Stated exercise =>
Please copy out every line of the data below word for word, leaving out the pictures.

Rows =>

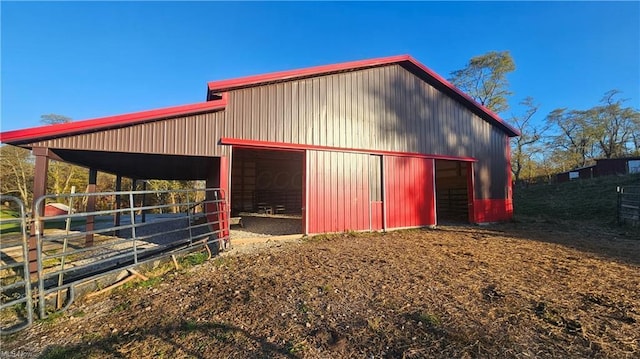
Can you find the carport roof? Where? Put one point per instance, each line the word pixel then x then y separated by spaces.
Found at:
pixel 34 134
pixel 217 100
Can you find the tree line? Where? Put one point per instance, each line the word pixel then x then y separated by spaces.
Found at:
pixel 561 140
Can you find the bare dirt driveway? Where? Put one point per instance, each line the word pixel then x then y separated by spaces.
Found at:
pixel 512 290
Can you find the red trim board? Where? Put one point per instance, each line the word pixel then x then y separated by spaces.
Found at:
pixel 300 147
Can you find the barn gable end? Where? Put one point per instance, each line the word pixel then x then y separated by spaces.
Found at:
pixel 385 142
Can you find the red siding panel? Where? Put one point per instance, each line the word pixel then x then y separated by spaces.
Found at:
pixel 492 210
pixel 408 184
pixel 338 192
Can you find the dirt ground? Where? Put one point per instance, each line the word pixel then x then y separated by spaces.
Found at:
pixel 511 290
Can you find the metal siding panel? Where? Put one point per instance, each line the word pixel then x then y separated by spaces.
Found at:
pixel 318 125
pixel 286 113
pixel 348 114
pixel 278 109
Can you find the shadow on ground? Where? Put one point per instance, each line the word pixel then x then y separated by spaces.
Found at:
pixel 210 337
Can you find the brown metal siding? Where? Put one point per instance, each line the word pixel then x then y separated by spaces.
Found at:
pixel 386 108
pixel 338 188
pixel 195 135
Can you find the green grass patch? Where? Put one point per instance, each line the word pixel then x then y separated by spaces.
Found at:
pixel 593 200
pixel 194 259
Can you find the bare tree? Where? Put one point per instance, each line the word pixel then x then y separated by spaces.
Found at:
pixel 613 126
pixel 485 79
pixel 524 146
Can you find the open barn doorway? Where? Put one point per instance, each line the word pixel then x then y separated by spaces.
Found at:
pixel 452 191
pixel 267 191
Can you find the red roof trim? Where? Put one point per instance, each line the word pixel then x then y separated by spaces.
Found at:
pixel 250 81
pixel 64 129
pixel 225 85
pixel 295 146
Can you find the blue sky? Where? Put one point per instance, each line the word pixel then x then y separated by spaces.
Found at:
pixel 86 60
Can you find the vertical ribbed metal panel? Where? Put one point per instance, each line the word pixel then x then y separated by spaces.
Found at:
pixel 338 191
pixel 409 192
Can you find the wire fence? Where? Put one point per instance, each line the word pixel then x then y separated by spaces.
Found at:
pixel 629 205
pixel 73 242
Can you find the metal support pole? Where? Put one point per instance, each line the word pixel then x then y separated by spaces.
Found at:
pixel 91 206
pixel 39 190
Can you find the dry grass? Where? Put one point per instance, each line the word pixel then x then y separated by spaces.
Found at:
pixel 514 290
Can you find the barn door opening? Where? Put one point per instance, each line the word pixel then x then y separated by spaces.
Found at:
pixel 267 190
pixel 452 191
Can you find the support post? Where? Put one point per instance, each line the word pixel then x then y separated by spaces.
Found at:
pixel 116 216
pixel 144 202
pixel 91 206
pixel 39 189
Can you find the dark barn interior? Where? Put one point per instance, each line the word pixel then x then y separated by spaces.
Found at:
pixel 266 182
pixel 452 192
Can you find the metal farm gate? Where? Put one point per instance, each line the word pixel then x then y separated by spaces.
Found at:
pixel 629 205
pixel 77 245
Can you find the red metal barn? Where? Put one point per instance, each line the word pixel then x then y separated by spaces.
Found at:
pixel 367 145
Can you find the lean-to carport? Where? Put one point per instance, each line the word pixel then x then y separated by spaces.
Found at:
pixel 171 144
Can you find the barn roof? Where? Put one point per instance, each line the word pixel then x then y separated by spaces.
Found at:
pixel 217 102
pixel 406 61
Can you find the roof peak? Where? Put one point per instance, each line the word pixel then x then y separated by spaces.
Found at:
pixel 411 64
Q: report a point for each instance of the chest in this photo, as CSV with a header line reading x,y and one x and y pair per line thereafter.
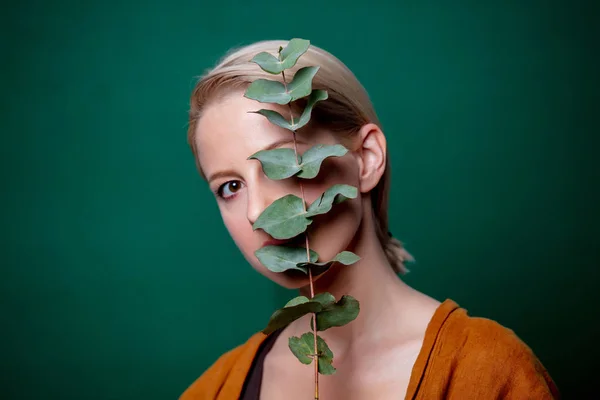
x,y
382,373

Task solution =>
Can you find the carport roof? Where? Put one point per instance, each line the word pixel then x then y separated by spaces.
Found at:
pixel 34 134
pixel 217 100
Can you find the tree line? Where? Put one point per instance, each line the word pixel then x then y separated by spaces.
Found at:
pixel 561 140
Can you find the bare dirt driveway? Where? Put one point per instance, each line the word pixel then x then y separated by spaces.
Found at:
pixel 512 290
Can you find the red trim board? Where? Put one point per instance, each line the word pixel then x then y separated by spaces.
Found at:
pixel 300 147
Can you find the barn gable end? Where? Put one point per instance, each line the word pixel then x then y separated by spaces.
Found at:
pixel 385 142
Can you find the red siding panel? Where? Put one point per instance, each line the word pixel then x then y separated by spaces.
Found at:
pixel 492 210
pixel 408 184
pixel 338 192
Can you find the dirt ground? Where? Put one point per instance, each line the word pixel then x then y separated by spaces.
Found at:
pixel 511 290
Can you find the metal siding panel? Where? Put one point per instance, each line the word pixel then x then y separated by spaces.
Found at:
pixel 318 125
pixel 286 113
pixel 348 114
pixel 278 109
Can you find the shadow on ground? Where? Put one point per instance, each line the word pixel then x then y separated by spaces.
Found at:
pixel 210 337
Can you find the brown metal siding? Where? Put one point per instance, each line the word pixel then x then y separated by spaces.
Found at:
pixel 386 108
pixel 338 188
pixel 195 135
Can you find the green grass patch? Where? Put one point per instance, each line the word pixel then x then y separated by spaces.
Found at:
pixel 593 200
pixel 194 259
Can you find the bare tree? Where? Put one point per instance, each line the word pixel then x then y separated by spaces.
Found at:
pixel 613 126
pixel 485 79
pixel 524 146
Can you find the open barn doorway? Where? Put one point per instance, each line the word pixel then x then y separated by spaces.
Found at:
pixel 452 191
pixel 267 191
Can you find the red roof trim? Where? Put one point per instance, each line the word pixel then x then y separated by spaces.
Found at:
pixel 250 81
pixel 64 129
pixel 225 85
pixel 295 146
Can you find the blue sky? Where? Put one point per instance, each line the word pixel then x then y separated by spaces.
Found at:
pixel 86 60
Can you find the vertical ribbed metal panel? Where? Put one point per instance, each line the word pixel then x then y separated by spaces.
Found at:
pixel 338 191
pixel 409 192
Can you find the wire fence? Where? Put one point per instance, each line the word pixel then x then y separated by spaces.
Found at:
pixel 629 205
pixel 73 242
Can you find the metal support pole? Where? Put one point per instance, each line the word pixel then x then y separated by spaces.
Found at:
pixel 91 206
pixel 39 190
Can you find the dry grass? Where? Put one point per instance, each line the word pixel then x then y separated by spaces.
Found at:
pixel 514 290
Can you find the barn door opening? Where? Put one point per instance, each line the word pixel then x then y separated by spaces.
Found at:
pixel 267 190
pixel 452 191
Can you find the support post? Where? Put one point per instance, each line the word pixel then x then y separated by spaces.
Found at:
pixel 116 216
pixel 144 202
pixel 91 206
pixel 39 189
Can you find the dark barn interior? Where? Put one point per instance, each line the word pixel then x then y separated by spaces.
Found at:
pixel 266 182
pixel 452 192
Can you find the metal farm gate? Where? Put one point per instance, each line the word pixel then x then y separated by spaces.
Found at:
pixel 629 205
pixel 77 245
Can you find the red metal barn? Where? Put one point per instance, each line the word pixel then x then y separated by spaces.
Found at:
pixel 367 145
Can you find the lean-to carport? Where? Put one point per instance, each line the word pixel then x then y separated by spaces.
Found at:
pixel 171 144
Can you find the barn roof? Where? Put one point per instance, each line the word pixel then x then y separated by spaces.
Found at:
pixel 217 102
pixel 406 61
Can you find the roof peak? Where? Put one point per instance, each line the word pixel then x then y separated by spaces.
Found at:
pixel 411 64
Q: report a point for each instance of the chest in this photo, as CSV with a header line reading x,y and one x and y pair per line thereafter.
x,y
382,373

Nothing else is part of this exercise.